▶ Instructions to follow
Would you print the entire listing exactly, leaving nothing out?

▶ Data
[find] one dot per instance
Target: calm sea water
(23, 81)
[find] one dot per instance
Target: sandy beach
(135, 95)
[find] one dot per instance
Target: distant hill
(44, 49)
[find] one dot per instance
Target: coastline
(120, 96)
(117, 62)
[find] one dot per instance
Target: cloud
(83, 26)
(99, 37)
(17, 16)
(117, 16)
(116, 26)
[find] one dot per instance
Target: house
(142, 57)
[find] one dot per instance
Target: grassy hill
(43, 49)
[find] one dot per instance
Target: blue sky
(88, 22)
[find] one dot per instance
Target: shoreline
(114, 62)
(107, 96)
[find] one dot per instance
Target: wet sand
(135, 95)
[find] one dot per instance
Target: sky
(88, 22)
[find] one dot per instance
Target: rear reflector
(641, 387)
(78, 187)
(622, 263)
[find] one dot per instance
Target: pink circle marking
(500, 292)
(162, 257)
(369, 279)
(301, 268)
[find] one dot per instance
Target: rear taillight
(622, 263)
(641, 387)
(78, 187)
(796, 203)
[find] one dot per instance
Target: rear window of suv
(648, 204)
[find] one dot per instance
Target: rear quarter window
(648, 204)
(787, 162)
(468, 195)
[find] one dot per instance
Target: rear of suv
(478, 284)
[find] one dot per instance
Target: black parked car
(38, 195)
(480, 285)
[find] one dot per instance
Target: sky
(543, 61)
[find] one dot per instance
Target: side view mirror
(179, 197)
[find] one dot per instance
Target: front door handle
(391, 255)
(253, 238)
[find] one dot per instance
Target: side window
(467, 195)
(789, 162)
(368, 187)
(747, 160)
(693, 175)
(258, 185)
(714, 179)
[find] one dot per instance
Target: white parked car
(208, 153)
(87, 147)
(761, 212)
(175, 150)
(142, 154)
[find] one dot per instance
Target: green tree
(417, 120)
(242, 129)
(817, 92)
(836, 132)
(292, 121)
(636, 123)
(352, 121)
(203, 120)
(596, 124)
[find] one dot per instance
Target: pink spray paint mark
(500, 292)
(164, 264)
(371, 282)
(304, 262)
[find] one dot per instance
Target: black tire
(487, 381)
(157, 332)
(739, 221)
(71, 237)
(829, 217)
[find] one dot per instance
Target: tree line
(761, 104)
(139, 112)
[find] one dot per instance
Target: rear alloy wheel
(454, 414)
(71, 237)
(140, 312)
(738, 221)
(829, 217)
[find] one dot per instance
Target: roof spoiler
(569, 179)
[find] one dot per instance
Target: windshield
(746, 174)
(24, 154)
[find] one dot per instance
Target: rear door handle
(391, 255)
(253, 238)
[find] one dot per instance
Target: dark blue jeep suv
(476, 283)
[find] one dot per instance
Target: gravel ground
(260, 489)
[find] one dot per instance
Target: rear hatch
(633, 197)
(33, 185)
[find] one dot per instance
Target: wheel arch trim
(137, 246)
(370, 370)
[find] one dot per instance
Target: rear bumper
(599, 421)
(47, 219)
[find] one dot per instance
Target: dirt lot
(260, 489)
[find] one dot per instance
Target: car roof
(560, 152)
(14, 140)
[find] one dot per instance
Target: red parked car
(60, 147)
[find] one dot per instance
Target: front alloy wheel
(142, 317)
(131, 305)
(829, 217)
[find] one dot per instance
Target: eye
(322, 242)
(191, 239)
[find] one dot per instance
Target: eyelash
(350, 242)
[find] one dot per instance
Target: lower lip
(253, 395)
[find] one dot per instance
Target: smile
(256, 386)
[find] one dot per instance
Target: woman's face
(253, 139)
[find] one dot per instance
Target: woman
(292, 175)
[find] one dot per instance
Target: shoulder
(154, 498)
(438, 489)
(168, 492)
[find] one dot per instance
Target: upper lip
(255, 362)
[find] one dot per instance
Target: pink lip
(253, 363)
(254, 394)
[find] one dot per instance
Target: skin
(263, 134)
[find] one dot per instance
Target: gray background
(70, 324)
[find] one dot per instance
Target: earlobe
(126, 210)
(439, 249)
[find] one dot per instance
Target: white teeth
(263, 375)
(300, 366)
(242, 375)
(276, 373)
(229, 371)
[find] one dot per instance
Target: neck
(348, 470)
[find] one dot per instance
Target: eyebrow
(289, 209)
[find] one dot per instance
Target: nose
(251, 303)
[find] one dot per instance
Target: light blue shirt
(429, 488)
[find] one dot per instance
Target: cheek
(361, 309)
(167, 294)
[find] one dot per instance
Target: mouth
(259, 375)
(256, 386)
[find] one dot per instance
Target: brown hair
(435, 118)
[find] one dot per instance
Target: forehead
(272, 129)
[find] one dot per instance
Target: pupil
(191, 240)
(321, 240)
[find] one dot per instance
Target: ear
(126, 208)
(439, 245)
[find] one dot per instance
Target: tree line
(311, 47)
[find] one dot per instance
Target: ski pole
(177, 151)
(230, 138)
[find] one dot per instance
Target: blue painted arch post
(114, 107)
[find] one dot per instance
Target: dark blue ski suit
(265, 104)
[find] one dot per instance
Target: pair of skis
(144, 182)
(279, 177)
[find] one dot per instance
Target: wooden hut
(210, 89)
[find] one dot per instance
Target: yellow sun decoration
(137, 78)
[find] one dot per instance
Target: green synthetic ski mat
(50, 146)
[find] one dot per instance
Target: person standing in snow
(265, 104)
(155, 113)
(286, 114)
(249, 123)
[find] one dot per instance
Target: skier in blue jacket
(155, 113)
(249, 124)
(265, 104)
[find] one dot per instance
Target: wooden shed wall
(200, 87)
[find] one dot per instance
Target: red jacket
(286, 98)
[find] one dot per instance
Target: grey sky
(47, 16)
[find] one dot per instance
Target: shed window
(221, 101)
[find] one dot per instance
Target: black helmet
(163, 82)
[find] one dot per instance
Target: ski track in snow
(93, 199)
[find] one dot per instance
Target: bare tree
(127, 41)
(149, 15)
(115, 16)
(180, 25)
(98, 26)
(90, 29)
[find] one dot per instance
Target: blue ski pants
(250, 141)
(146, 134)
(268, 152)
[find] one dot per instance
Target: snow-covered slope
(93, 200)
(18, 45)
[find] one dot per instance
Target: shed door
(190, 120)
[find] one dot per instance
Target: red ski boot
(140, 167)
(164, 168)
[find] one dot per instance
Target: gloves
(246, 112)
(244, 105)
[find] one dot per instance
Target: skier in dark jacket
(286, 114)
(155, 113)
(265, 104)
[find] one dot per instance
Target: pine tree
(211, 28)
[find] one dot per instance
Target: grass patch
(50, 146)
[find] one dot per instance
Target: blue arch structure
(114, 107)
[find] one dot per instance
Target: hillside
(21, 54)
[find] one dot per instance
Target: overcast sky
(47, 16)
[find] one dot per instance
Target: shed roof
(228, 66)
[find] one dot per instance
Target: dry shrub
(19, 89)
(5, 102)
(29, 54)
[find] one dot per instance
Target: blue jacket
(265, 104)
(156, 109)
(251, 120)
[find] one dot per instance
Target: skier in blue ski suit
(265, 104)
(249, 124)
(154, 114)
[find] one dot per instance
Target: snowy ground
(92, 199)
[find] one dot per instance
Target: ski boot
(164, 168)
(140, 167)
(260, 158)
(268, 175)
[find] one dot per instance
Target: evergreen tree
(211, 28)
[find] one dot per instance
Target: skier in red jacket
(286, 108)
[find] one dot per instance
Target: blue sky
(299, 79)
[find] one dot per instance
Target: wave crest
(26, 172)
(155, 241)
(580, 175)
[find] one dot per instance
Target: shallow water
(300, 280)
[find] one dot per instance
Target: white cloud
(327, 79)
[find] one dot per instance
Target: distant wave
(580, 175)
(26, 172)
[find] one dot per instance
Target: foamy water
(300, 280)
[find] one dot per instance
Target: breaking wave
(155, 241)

▶ Task result
[find] one dot per instance
Target: calm sea water
(23, 81)
[find] one dot per instance
Target: sandy beach
(135, 95)
[find] one dot per instance
Target: distant hill
(44, 49)
[find] one dot per instance
Target: coastline
(120, 96)
(117, 62)
[find] one dot per instance
Target: cloud
(83, 26)
(99, 37)
(17, 16)
(117, 16)
(116, 26)
[find] one dot per instance
Target: house
(142, 57)
[find] one dot per instance
Target: grassy hill
(43, 49)
[find] one dot per instance
Target: blue sky
(88, 22)
[find] one dot per instance
Target: shoreline
(114, 62)
(107, 96)
[find] one dot per instance
Target: wet sand
(135, 95)
[find] one dot per instance
Target: sky
(88, 22)
[find] one dot per instance
Target: rear reflector
(641, 387)
(78, 187)
(622, 263)
[find] one dot per instance
Target: pink circle marking
(500, 292)
(162, 257)
(369, 279)
(301, 268)
[find] one dot per instance
Target: rear taillight
(622, 263)
(641, 387)
(78, 187)
(796, 203)
[find] one dot per instance
Target: rear window of suv
(648, 204)
[find] one dot per instance
Target: rear quarter window
(648, 204)
(787, 162)
(468, 195)
[find] one dot per instance
Target: rear of suv
(478, 284)
[find] one dot per instance
Target: black parked car
(38, 195)
(480, 285)
[find] one dot per instance
Target: sky
(543, 61)
[find] one dot per instance
Target: side view mirror
(179, 197)
[find] one dot per instance
Target: front door handle
(391, 255)
(253, 238)
[find] one dot per instance
Target: side window
(467, 195)
(789, 162)
(368, 187)
(747, 160)
(693, 175)
(258, 185)
(714, 179)
[find] one dot per instance
Target: white parked car
(208, 153)
(87, 147)
(761, 212)
(175, 150)
(142, 154)
[find] one dot per instance
Target: green tree
(417, 120)
(242, 129)
(817, 92)
(836, 132)
(292, 121)
(636, 123)
(352, 121)
(203, 120)
(596, 124)
[find] one dot per instance
Target: pink spray paint mark
(500, 292)
(164, 264)
(371, 282)
(304, 262)
[find] one dot per instance
Target: black tire
(487, 381)
(157, 332)
(739, 221)
(71, 237)
(829, 217)
[find] one dot per instance
Target: tree line
(761, 104)
(139, 112)
[find] one dot per instance
Target: rear alloy wheel
(454, 414)
(71, 237)
(140, 312)
(738, 221)
(829, 217)
[find] one dot per instance
Target: roof spoiler
(569, 179)
[find] one dot per instance
Target: windshield
(746, 174)
(24, 154)
[find] one dot per instance
Target: rear door handle
(391, 255)
(253, 238)
[find] one dot per instance
Target: dark blue jeep suv
(476, 283)
[find] one dot per instance
Target: gravel ground
(260, 489)
[find] one dot per instance
Target: rear hatch
(633, 197)
(33, 185)
[find] one dot per instance
Target: wheel arch trim
(137, 246)
(370, 370)
[find] one dot per instance
Target: rear bumper
(599, 421)
(47, 219)
[find] one dot per instance
Target: dirt lot
(260, 489)
[find] one dot per instance
Target: car roof
(560, 152)
(14, 140)
[find] one dot per instance
Target: red parked car
(60, 147)
[find] one dot per instance
Target: front alloy wheel
(142, 317)
(131, 305)
(829, 217)
[find] one dot per instance
Target: eye
(322, 242)
(191, 239)
[find] one dot per instance
Target: eyelash
(350, 242)
[find] one dot per instance
Target: lower lip
(253, 395)
[find] one dot per instance
Target: smile
(256, 386)
[find] one dot per instance
Target: woman's face
(253, 139)
[find] one dot per instance
Target: woman
(292, 175)
[find] one dot per instance
Target: shoulder
(154, 498)
(438, 489)
(168, 492)
[find] one dot per instance
Target: upper lip
(255, 362)
[find] one dot per instance
Target: pink lip
(253, 363)
(254, 394)
[find] one dot per instance
Target: skin
(263, 134)
[find] one dot per instance
Target: gray background
(70, 324)
[find] one dot per instance
Target: earlobe
(126, 210)
(439, 249)
[find] one dot per instance
Target: white teeth
(263, 375)
(300, 366)
(242, 375)
(276, 373)
(229, 371)
[find] one dot per instance
Target: neck
(348, 470)
[find] one dot per instance
Target: eyebrow
(289, 209)
[find] one dot per instance
Target: nose
(251, 303)
[find] one dot per instance
Target: light blue shirt
(429, 488)
[find] one dot per instance
Target: cheek
(361, 309)
(167, 294)
[find] one dot per instance
Target: mouth
(259, 375)
(256, 386)
[find] one dot per instance
Target: brown hair
(435, 118)
[find] one dot per instance
Target: forehead
(272, 129)
[find] one dot per instance
Target: pupil
(191, 240)
(321, 240)
[find] one dot per instance
Target: ear
(126, 208)
(439, 245)
[find] one dot per instance
Target: tree line
(311, 47)
[find] one dot per instance
Target: ski pole
(177, 151)
(230, 138)
[find] one dot per instance
Target: blue painted arch post
(114, 107)
[find] one dot per instance
Target: dark blue ski suit
(265, 104)
[find] one dot per instance
Target: pair of skis
(144, 182)
(279, 177)
[find] one dot per instance
Target: wooden hut
(210, 89)
[find] one dot per instance
Target: yellow sun decoration
(137, 78)
[find] one dot per instance
Target: green synthetic ski mat
(50, 146)
[find] one dot per instance
Target: person standing in snow
(265, 104)
(155, 113)
(286, 114)
(249, 123)
[find] one dot per instance
Target: skier in blue jacket
(155, 113)
(249, 124)
(265, 104)
[find] one dot per instance
Target: wooden shed wall
(200, 87)
[find] one dot per instance
Target: red jacket
(286, 98)
[find] one dot per instance
Target: grey sky
(47, 16)
[find] one dot per instance
Target: shed window
(221, 101)
[find] one dot per instance
Target: black helmet
(163, 82)
[find] one dot per instance
Target: ski track in snow
(93, 199)
[find] one dot per instance
Target: bare tree
(127, 41)
(149, 15)
(115, 16)
(180, 25)
(98, 26)
(90, 29)
[find] one dot per instance
Target: blue ski pants
(250, 141)
(146, 134)
(268, 152)
[find] one dot per instance
Target: snow-covered slope
(93, 200)
(18, 45)
[find] one dot per instance
Target: shed door
(190, 120)
[find] one dot per instance
Target: red ski boot
(140, 167)
(164, 168)
[find] one dot per instance
Target: gloves
(246, 112)
(244, 105)
[find] one dot per instance
Target: skier in dark jacket
(286, 114)
(155, 113)
(265, 104)
[find] one dot per instance
Target: pine tree
(211, 28)
[find] one dot per instance
Target: grass patch
(50, 146)
[find] one dot per instance
Target: blue arch structure
(114, 107)
[find] one dot per instance
Target: hillside
(21, 54)
[find] one dot per instance
Target: overcast sky
(47, 16)
[find] one dot per instance
Target: shed roof
(228, 66)
[find] one dot per instance
Target: dry shrub
(19, 89)
(5, 102)
(29, 54)
[find] one dot per instance
Target: blue jacket
(265, 104)
(156, 109)
(251, 120)
[find] one dot per instance
Target: skier in blue ski suit
(265, 104)
(249, 124)
(154, 114)
[find] one dot per instance
Target: snowy ground
(92, 199)
[find] one dot per instance
Target: ski boot
(164, 168)
(140, 167)
(260, 158)
(268, 175)
[find] one dot per instance
Target: evergreen tree
(211, 28)
[find] one dot per instance
Target: skier in red jacket
(286, 108)
[find] one dot per instance
Target: blue sky
(299, 79)
[find] one dot per instance
Target: wave crest
(26, 172)
(155, 241)
(580, 175)
[find] one dot per instance
Target: shallow water
(300, 280)
[find] one dot per instance
Target: white cloud
(327, 79)
[find] one dot per instance
Target: distant wave
(580, 175)
(26, 172)
[find] one dot per instance
Target: foamy water
(300, 280)
[find] one dot per instance
Target: breaking wave
(155, 241)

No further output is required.